--- SOURCE PASSAGE ---
ASD gaslighting

Anonymous
Anonymous wrote:
Anonymous wrote:
Anonymous wrote:How can someone gaslight when they have trouble lying?


They have trouble knowing and admitting the truth.

Especially if the truth reflects them in a not great light. Or as failing again.


Don’t we all?

My kid on the spectrum always tells the truth. The very few times he has lied I’ve felt happy because it is so rare and so NT. He is sensitive and gets upset if he thinks I am mad at it and can perseverate on that.

if what you (borderline lady) believe is that your truth is THE truth and people who won’t “admit the truth” are gaslighting… well that is your issue.


Lol. Know your truth folks. lol.

When you’re talking about concrete stuff like:
- who left the front door unlocked and open when the dog got lost? Or,

-who put the four year on the tall ledge believing she’d do a pull up and she fell and broke her leg. Or,

-who lost their iPad, wallet or AirPods on the airplane again?

And the response is always I don’t know or blaming others, that’s indeed lying and crazy making.
Anonymous
Anonymous wrote:What’s crazy to me is apparently how many of these husbands who masked for decades and appeared to love and care for their spouses enough to have these women fall in love, suddenly dropped the mask and is at some point completely incapable of loving their spouses and children and yet completely capable of being affable and productive at work.

Come on, this is kind of absurd. There’s something else going on. Something we are missing.


You mean their life responsibilities went through the roof when they got married, two job household, own a property, have two sets of older parents, have kids to parent and care for, etc.
And instead of rising to the occasion and growing as an adult…. they shutdown and stayed the same as a single working person, ignoring and neglecting their actual adult responsibilities. Sure they tried to mask and fake it a bit, but that’s too exhausting to do at work plus at home.

Their mothers know this too. The unmasked version of their kid or adult kid. Any NT parent of them knows, and hopes it went away but fear it never does. Because they will have to pick up the broken pieces.
Anonymous
Masking ASD kids and adults mainly meltdown at home, after school or work. In a safe place, and their parents/ siblings or spouse/kids take it on the chin. Either via the meltdown or the stonewalling neglect of constant solo decompression time- instead of family dinners or conversation or teaching or coaching or household responsibilities. They go take a nap from 6-8, then watch tv whilst you put the kids to bed.
---
PROBLEM A → Summarize the forum thread on ASD gaslighting in two sentences.
PROBLEM B → Extend the forum thread on ASD gaslighting past its final post.
The records have no connection to the forum thread on ASD gaslighting.
--- DATA EXTRACTS ---
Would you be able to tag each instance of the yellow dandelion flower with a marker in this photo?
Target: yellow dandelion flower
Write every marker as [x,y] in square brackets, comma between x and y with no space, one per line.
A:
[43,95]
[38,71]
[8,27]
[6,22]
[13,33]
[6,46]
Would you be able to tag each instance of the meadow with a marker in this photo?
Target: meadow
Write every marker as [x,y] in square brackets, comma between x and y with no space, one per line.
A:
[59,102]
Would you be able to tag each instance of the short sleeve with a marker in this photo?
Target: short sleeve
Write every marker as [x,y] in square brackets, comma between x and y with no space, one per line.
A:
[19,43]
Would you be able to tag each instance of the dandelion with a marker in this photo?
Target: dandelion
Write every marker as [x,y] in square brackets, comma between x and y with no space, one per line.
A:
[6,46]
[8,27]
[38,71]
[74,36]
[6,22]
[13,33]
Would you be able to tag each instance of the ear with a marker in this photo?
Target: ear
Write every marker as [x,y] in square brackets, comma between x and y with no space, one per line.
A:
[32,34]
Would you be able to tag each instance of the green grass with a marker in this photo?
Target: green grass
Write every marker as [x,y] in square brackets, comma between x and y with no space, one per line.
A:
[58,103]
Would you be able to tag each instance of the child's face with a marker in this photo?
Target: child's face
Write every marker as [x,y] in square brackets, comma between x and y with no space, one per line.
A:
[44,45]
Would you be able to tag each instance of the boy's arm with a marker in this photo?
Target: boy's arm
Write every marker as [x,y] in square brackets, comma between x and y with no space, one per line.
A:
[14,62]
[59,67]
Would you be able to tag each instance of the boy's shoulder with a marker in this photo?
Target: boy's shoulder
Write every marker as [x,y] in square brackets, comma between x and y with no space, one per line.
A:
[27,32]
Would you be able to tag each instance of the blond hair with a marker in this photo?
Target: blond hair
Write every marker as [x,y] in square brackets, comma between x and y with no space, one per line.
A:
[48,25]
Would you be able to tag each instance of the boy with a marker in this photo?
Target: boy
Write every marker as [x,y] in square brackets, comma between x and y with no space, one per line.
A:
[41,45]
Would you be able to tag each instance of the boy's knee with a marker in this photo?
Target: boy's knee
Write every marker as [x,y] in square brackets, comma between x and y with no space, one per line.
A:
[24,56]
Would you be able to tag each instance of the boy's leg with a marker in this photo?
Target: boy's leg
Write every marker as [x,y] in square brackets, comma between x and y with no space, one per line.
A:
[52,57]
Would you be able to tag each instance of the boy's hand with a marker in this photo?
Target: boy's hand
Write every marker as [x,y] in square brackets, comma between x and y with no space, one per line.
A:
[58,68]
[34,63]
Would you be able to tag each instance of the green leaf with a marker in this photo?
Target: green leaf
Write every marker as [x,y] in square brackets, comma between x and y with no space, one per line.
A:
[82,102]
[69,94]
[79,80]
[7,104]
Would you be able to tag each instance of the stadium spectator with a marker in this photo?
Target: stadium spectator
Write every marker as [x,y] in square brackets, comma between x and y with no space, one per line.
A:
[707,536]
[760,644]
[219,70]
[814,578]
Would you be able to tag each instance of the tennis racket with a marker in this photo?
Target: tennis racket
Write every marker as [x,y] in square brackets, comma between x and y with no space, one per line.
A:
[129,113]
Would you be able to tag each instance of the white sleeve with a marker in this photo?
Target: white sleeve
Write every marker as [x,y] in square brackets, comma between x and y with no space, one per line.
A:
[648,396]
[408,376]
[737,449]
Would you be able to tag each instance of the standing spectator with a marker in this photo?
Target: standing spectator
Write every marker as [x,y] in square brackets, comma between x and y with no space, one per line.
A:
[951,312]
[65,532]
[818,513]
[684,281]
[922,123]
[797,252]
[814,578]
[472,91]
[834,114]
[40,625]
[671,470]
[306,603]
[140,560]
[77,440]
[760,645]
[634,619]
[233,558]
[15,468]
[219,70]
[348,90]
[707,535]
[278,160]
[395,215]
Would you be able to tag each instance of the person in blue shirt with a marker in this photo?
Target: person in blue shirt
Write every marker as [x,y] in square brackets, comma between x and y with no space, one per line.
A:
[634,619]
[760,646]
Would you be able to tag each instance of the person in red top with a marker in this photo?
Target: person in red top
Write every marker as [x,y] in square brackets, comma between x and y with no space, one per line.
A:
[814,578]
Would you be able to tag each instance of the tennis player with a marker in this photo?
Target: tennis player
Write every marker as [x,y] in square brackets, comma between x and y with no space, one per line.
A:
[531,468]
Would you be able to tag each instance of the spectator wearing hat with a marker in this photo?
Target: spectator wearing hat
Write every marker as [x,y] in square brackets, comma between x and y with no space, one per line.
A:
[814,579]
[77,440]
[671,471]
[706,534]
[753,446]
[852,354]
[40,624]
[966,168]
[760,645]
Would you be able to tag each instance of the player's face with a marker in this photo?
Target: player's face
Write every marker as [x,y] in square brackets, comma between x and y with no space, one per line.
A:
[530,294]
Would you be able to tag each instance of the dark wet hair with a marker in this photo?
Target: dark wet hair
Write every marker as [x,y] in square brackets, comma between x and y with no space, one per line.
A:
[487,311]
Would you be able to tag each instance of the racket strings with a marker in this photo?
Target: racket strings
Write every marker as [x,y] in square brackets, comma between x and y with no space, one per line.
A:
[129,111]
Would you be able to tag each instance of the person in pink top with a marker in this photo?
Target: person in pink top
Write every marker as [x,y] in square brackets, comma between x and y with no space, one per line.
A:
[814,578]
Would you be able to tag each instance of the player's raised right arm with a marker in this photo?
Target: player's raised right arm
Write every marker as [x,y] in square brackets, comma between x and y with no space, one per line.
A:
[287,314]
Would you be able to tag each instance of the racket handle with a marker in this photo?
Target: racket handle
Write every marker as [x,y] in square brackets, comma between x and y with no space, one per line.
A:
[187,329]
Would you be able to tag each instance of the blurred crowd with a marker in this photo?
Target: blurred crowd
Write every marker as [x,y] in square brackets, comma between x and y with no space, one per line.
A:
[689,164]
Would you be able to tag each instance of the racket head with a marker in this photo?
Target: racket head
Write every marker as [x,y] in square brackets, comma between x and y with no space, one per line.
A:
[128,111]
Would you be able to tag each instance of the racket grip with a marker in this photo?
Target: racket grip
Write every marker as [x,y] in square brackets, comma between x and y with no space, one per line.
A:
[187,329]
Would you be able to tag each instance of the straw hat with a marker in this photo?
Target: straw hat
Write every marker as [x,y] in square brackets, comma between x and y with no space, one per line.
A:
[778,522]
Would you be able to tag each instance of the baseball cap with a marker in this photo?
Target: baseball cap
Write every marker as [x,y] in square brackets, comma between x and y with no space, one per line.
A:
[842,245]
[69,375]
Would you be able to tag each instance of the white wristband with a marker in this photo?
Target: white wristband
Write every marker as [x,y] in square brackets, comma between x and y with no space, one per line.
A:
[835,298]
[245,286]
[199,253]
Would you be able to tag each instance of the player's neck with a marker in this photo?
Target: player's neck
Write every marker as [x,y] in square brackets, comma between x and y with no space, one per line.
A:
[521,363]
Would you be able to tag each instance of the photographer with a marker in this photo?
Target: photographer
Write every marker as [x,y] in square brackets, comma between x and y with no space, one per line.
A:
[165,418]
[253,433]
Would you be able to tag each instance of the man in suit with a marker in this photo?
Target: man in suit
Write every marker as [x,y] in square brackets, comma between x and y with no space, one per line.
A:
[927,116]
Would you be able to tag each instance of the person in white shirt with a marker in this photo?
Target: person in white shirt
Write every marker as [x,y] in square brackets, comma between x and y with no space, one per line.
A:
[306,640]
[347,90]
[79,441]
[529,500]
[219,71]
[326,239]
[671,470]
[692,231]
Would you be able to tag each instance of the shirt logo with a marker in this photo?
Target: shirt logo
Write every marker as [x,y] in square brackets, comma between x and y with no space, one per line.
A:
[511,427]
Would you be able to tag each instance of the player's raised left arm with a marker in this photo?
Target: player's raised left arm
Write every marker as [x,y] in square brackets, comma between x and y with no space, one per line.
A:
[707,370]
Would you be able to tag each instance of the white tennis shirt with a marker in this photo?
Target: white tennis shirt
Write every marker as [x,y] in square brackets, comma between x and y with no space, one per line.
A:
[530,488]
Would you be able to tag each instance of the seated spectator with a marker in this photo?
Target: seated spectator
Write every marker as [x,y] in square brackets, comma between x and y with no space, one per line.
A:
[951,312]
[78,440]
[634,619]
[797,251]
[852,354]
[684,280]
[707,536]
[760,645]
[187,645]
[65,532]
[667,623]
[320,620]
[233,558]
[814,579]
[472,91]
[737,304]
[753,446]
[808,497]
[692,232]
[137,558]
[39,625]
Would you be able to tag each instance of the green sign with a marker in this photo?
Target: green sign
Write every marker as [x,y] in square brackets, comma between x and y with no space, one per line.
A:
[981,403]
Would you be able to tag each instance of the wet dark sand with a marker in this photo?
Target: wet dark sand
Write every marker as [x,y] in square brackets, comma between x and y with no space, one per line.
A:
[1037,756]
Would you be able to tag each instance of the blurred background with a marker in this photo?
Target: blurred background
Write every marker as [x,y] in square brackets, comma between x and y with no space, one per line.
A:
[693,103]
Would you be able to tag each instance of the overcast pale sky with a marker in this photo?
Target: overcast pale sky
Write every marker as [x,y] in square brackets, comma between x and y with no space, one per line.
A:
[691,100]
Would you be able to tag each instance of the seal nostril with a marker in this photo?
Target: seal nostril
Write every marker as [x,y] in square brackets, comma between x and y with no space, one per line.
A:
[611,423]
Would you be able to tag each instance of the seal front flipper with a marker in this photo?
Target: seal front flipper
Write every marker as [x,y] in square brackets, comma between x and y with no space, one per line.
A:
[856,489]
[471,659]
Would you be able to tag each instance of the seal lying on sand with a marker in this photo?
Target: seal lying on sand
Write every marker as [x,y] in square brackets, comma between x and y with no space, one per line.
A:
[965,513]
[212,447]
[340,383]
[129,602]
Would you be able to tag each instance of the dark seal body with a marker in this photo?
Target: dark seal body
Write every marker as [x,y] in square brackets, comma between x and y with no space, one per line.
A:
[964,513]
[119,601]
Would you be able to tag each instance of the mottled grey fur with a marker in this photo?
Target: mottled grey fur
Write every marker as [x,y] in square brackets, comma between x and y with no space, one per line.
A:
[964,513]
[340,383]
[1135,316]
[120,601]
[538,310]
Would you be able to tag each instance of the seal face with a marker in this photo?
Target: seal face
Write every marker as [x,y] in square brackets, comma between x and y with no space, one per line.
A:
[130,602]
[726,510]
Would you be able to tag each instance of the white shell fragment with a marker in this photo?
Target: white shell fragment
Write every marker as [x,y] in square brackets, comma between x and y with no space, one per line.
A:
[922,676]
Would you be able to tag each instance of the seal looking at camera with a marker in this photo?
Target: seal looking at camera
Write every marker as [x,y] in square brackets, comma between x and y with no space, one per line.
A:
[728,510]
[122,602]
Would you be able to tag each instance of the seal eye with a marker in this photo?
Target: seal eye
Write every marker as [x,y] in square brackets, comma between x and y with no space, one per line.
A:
---
RESULT A → One poster asks how someone who has trouble lying can gaslight, and replies say the real difficulty is knowing and admitting the truth, while a parent notes that their son on the spectrum always tells the truth. Later posters describe husbands who answer concrete mishaps with "I don't know" or blame others, and who neglect family responsibilities at home, melting down or withdrawing there after work.

RESULT B →
Anonymous
Anonymous wrote:
Anonymous wrote:OP, to say that your ASD husband is manipulative is a diametrically opposed to what the autistic brain is capable of organizing, from a social/emotional perspective. By definition, autistic people are not able to comprehend, recognize, or incorporate fundamental social signals from others, and their own ability to facilitate what you describe as manipulation is not really what it appears. They may be rigid, they may be insistent, but they are not trying to manipulate you. This is an important distinction.

Signed, a doctor in the field of neurology who, yes, has lived with an autistic person.


Thank goodness there isn’t a high level of co-morbidity of ASD with ADHD, ODD, PDS, bipolar and/or borderline. Right doc?

And “not trying to manipulate you” versus having a totally different interpretation of reality aren’t one and the same result on others either. Right doc?


NP but I don’t think you understand autism at all. Just because a person has autism and ADHD does not suddenly make the autistic person cunning. And yes, it matters A LOT whether a person who mistreats you is doing it intentionally or because they are rigid and have black and white rules. A ton.

I live with an autistic person. And I’ve been married to a manipulative neurotypical person. Not the same at all.
Anonymous
Anonymous wrote:
Anonymous wrote:
Anonymous wrote:
Anonymous wrote:How can someone gaslight when they have trouble lying?


They have trouble knowing and admitting the truth.

Especially if the truth reflects them in a not great light. Or as failing again.


Don’t we all?

My kid on the spectrum always tells the truth. The very few times he has lied I’ve felt happy because it is so rare and so NT. He is sensitive and gets upset if he thinks I am mad at it and can perseverate on that.

if what you (borderline lady) believe is that your truth is THE truth and people who won’t “admit the truth” are gaslighting… well that is your issue.


Lol. Know your truth folks. lol.

When you’re talking about concrete stuff like:
- who left the front door unlocked and open when the dog got lost? Or,

-who put the four year on the tall ledge believing she’d do a pull up and she fell and broke her leg. Or,

-who lost their iPad, wallet or AirPods on the airplane again?

And the response is always I don’t know or blaming others, that’s indeed lying and crazy making.


Why are you arguing about who did these things if you know who did them?
Anonymous
Anonymous wrote:
Anonymous wrote:What’s crazy to me is apparently how many of these husbands who masked for decades and appeared to love and care for their spouses enough to have these women fall in love, suddenly dropped the mask and is at some point completely incapable of loving their spouses and children and yet completely capable of being affable and productive at work.

Come on, this is kind of absurd. There’s something else going on. Something we are missing.


You mean their life responsibilities went through the roof when they got married, two job household, own a property, have two sets of older parents, have kids to parent and care for, etc.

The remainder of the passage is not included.